**GOAL OF THE EXERCISE:** Condense the paragraph of the poetic complexity excerpt that begins "The corpus for this study" into a bulleted list of its main facts.
# start of TEXT EXCERPT
In line with the study of Kao and Jurafsky (2012), Dalvean (2013) attempted to demonstrate how computational measures may be capable of creating a continuum of features of being a professional or amateur in nature, so that the poems can be ranked on a linear graded scale. While Kao and Jurafsky (2012) focused on only ‘successfully distinguishing’ the professional poems from the amateur ones by means of computational measures, Dalvean (2013) went further to fine tune with the measures so that each of the poems can be ranked with respect to the others. Dalvean took a much wider range of linguistic and psycholinguistic variables than Kao and Jurafsky, and offered a fully ranked list, based on the Logit score from robust statistical models using the target variables, of a representative sample of contemporary American poems.

Though a number of studies, including the ones cited above, have targeted the computational analysis of the stylistic features in poetry, there have not been much research on analyzing linguistic complexity in poetical works from computational perspective so far; and, this study took interest in addressing this very area.

 

Objective

Basically, this study aims to investigate whether Pope used a more complex language in his poetry than Wordsworth, by means of the computational measures. In other words,

Does computational measure of linguistic complexity indicate that Wordsworth is linguistically simpler/more complex than Pope?

If yes, what aspects of language contribute to the simplicity/complexity? 


 METHOD

Text corpus

The corpus for this study consisted of some selected digitized textsby the poets concerned. The texts were collected primarily from Project Gutenberg  archive  (www.gutenberg.org). The  corpus for Wordsworth consisted of his poems in the 1800 edition of Lyrical Ballads (Wordsworth, 1800a, 1800b), and the fourteen books of The Prelude collected from Bartleby online archive (Wordsworth, 1850). Pope’s texts in the corpus included all the poems from one single volume of collected poems as available on the Project Gutenberg archive (Gutenburg, 2014). The total number of poems for Wordsworth was 90, and for Pope, it was 38; however, though Wordsworth had greater number of poems in the whole corpus, most of Pope’s poems were greater in length than the individual poems by Wordsworth.

 

Tools

R (R Core Team, 2014) was used as the primary software for processing the texts as per the requirement of analytical framework, and for running statistical tests where necessary. The R packages ‘ggplot2’ (Wickham, 2009) and ‘gridExtra’ (Auguie, 2012) were used for plotting purposes. Alongside, the Stanford POS Tagger (Toutanova, Klein, Manning, & Singer, 2003) was used to tag the parts of speech of the words in the corpus.
# end of TEXT EXCERPT
# start of GIVEN DATA
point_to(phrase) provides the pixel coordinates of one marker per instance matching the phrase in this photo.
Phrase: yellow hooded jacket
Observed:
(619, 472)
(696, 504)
# end of GIVEN DATA
# start of GIVEN DATA
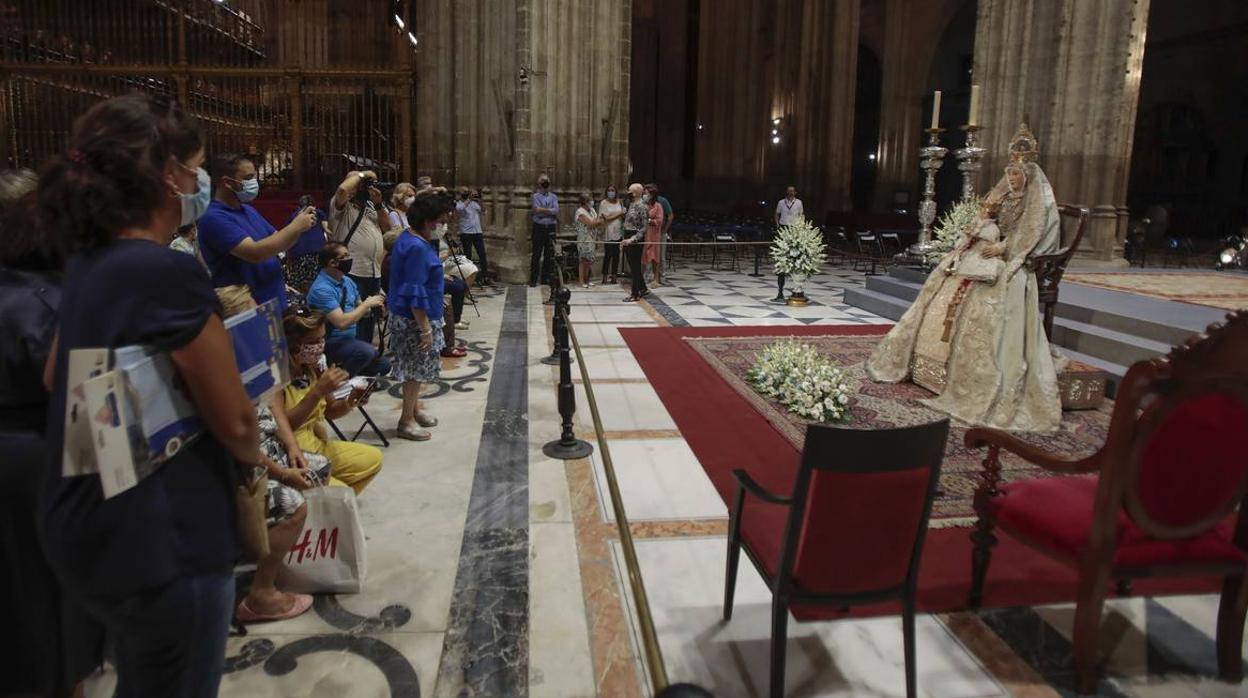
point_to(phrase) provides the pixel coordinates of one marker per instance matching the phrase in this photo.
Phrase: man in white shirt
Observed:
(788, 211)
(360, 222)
# end of GIVEN DATA
**RESPONSE TO THE TASK:**
- Corpus: selected digitized texts by the two poets, collected mainly from the Project Gutenberg archive (www.gutenberg.org)
- Wordsworth: poems from the 1800 edition of Lyrical Ballads, plus the fourteen books of The Prelude from the Bartleby online archive
- Pope: all poems from a single volume of collected poems on Project Gutenberg
- Poem counts: 90 for Wordsworth, 38 for Pope
- Length: most of Pope's poems were longer than Wordsworth's individual poems